Selon lui, après la manifestation réussie du 5 juin 2020 organisée par la Cmas, le Fsd et Espoir Mali (Emk), il apparait nécessaire de réfléchir sur les modalités de sortie de crise. Et de poursuivre que l’erreur à ne pas commettre, c’est de stabiliser le système et procéder à la redistribution des cartes parce que la formule du partage du pouvoir politique est une mesure à court terme qui, au mieux, calmera les appétits politiques des formations politiques. Et cette méthode a été implémentée après le départ de Soumeylou Boubèye Maïga, à travers la signature de l’accord politique de gouvernance. “Aujourd’hui, force est de reconnaitre qu’il a atteint ses limites. Alors, doit-on reproduire le même schéma ? Je pense que non”, a-t-il répondu.
A ses dires, à la veille de la marche du 5 juin dernier, dans un communiqué, l’Untm, a affirmé ceci : “Aujourd’hui s’il y a nettoyage à faire, il s’agira de toute la classe politique, toute la vie associative, syndicale aussi, toute la vie religieuse, l’école, la santé, la culture pour une résurrection encore possible”.
De sa lecture, l’heure n’est pas au dépeçage du Mali par le partage du pouvoir politique. “Le partage du pouvoir politique est la plaie de notre démocratie, il prive les élections de sens. Cette pratique intervient toujours à la suite d’élections truquées, la musique est connue : truquage des élections, partage du pouvoir”, a-t-il indiqué.
A le croire, ce schéma bouche totalement l’horizon et cristallise l’impossibilité pour certains hommes politiques de ne jamais accéder au pouvoir, la méthode ferme également toute possibilité pour une personnalité indépendante, jeune ou femme d’accéder au pouvoir par la seule voie des urnes. “Macron a accédé au pouvoir parce que le processus électoral est transparent“, rappelle l’Avocat. Et de poursuivre que la crise actuelle est en grande partie une crise de la dévolution du pouvoir. “Alors que faire ? Traiter les conséquences ou s’attaquer à la cause causale ?”, s’interroge-t-il.
Ainsi, il s’est dit persuadé qu’il est temps de s’attaquer aux graves défaillances de la gouvernance, d’où résulte l’effondrement de l’Etat. “Il ne s’agit pas seulement de la gestion désastreuse des finances publiques, mais, bien plus profond encore, du fait qu’une apparente démocratie prive les institutions de toute légitimité dans l’opinion”, a-t-il précisé.
Les quatre propositions
A la question comment le faire ? l’Avocat propose, entre autres, l’élaboration d’un programme commun de gestion du pays sur la période de 2020 à 2023 ; la création d’un cadre de concertation des partis politiques et des forces vives en vue de l’identification et de l’élaboration des réformes institutionnelles ; la formation d’un bon gouvernement, gouvernement de technocrates ; le maintien de l’Assemblée nationale et de la Cour constitutionnelle.
------------------------
*CONSIGNE A*
Montrez, s'il vous plaît, chaque ligne des enregistrements ci-dessous qui contient la chaîne « shirt », en tenant compte de la casse.
------------------------
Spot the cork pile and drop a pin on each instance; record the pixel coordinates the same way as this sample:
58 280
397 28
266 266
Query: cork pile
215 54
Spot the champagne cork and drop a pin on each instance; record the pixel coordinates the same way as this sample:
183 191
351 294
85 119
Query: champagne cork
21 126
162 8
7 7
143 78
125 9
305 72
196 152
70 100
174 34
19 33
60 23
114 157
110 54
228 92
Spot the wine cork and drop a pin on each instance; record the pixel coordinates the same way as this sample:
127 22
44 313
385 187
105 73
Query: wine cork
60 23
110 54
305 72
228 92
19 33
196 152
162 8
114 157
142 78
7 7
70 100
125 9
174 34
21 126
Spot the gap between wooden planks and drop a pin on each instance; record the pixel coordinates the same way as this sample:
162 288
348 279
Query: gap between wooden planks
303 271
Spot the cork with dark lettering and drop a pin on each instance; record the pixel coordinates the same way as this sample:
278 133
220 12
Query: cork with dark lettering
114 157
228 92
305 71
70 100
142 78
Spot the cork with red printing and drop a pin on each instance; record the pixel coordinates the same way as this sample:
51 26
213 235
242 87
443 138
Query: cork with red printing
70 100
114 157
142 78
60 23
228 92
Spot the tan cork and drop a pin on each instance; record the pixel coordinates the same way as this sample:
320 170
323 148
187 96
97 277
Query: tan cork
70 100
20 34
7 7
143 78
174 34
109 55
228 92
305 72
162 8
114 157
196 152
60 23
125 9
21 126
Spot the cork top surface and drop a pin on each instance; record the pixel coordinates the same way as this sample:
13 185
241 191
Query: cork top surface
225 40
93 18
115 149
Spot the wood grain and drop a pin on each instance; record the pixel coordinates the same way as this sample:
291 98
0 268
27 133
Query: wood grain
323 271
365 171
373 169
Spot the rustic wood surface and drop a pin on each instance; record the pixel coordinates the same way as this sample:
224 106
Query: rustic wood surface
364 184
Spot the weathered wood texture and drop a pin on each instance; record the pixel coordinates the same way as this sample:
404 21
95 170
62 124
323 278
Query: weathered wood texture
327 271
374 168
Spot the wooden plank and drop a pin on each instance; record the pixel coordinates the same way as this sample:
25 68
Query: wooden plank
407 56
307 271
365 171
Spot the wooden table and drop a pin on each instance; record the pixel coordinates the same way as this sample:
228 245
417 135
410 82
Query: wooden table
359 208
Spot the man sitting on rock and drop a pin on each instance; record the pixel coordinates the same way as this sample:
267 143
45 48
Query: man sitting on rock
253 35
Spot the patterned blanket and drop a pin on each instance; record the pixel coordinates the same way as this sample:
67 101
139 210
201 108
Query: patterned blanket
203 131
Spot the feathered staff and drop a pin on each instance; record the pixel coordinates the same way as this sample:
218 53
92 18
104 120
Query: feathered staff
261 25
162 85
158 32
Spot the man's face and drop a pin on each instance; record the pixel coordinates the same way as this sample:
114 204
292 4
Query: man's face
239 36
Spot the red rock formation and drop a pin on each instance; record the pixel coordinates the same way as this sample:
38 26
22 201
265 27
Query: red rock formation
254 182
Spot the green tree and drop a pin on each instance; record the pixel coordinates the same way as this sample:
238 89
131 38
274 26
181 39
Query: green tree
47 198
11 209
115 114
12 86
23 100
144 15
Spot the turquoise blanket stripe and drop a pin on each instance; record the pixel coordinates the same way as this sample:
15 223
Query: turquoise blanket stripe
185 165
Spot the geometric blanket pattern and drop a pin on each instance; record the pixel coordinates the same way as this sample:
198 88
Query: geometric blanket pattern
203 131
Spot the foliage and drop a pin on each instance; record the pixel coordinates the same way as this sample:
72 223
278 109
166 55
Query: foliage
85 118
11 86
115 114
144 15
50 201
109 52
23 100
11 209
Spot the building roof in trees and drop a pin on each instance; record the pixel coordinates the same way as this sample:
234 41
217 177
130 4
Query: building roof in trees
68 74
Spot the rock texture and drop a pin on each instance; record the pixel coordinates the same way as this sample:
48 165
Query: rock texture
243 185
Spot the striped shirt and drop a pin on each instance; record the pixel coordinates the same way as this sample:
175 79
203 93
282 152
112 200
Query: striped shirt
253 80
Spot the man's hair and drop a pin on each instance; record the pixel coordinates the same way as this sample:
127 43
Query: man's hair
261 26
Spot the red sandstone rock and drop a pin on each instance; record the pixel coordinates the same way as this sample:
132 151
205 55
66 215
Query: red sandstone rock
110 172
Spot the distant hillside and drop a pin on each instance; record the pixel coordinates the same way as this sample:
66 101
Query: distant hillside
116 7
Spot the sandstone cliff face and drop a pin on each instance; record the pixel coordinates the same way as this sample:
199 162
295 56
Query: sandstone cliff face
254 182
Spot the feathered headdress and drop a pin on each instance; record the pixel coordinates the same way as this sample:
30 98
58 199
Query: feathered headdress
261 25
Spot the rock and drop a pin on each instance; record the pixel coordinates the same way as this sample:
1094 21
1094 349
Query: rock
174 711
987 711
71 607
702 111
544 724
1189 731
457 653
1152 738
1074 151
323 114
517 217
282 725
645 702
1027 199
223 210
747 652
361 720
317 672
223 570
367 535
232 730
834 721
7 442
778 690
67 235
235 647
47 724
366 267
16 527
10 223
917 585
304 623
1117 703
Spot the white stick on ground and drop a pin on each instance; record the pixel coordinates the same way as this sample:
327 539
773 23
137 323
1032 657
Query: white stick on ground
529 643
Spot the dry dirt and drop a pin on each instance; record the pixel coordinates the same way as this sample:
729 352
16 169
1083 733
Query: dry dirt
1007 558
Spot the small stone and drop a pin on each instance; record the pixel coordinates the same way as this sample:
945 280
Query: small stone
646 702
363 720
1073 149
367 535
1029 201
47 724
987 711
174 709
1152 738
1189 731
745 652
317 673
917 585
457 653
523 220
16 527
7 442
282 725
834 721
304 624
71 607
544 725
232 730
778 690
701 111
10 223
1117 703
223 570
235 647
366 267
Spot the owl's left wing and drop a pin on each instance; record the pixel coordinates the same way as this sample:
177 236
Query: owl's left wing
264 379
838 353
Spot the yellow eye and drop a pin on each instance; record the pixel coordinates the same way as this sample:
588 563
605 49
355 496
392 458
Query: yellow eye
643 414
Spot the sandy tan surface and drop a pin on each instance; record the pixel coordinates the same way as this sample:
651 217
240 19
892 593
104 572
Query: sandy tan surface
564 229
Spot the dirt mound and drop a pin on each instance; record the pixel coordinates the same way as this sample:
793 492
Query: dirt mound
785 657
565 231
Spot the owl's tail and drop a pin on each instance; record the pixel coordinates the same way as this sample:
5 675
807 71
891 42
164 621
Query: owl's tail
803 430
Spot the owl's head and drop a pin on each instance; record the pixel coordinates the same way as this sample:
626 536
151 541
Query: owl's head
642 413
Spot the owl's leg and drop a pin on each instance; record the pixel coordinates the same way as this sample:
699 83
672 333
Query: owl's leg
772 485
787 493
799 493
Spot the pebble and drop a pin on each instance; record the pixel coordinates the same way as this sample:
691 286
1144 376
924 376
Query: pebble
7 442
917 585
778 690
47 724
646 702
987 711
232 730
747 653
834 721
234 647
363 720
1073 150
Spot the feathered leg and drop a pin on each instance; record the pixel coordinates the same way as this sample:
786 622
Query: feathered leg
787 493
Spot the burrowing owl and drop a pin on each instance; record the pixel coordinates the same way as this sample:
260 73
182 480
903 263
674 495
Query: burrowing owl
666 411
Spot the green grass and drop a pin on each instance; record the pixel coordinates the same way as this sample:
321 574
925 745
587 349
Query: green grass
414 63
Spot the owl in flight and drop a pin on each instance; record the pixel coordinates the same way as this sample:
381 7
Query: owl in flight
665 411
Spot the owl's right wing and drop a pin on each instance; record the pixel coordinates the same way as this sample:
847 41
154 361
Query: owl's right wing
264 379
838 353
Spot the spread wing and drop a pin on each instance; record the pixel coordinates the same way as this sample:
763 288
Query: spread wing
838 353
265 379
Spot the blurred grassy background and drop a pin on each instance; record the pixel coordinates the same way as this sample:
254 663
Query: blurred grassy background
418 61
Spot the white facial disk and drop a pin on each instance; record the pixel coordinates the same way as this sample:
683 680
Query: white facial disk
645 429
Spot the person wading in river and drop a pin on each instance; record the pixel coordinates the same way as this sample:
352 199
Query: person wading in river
------------------------
*CONSIGNE B*
Reprenez le passage de l'extrait allant de « Les quatre propositions » jusqu'à « la Cour constitutionnelle. », en substituant « experts » à « technocrates ».

*RÉSULTAT A*
Spot the striped shirt and drop a pin on each instance; record the pixel coordinates the same way as this sample:
Query: striped shirt

*RÉSULTAT B*
Les quatre propositions
A la question comment le faire ? l’Avocat propose, entre autres, l’élaboration d’un programme commun de gestion du pays sur la période de 2020 à 2023 ; la création d’un cadre de concertation des partis politiques et des forces vives en vue de l’identification et de l’élaboration des réformes institutionnelles ; la formation d’un bon gouvernement, gouvernement de experts ; le maintien de l’Assemblée nationale et de la Cour constitutionnelle.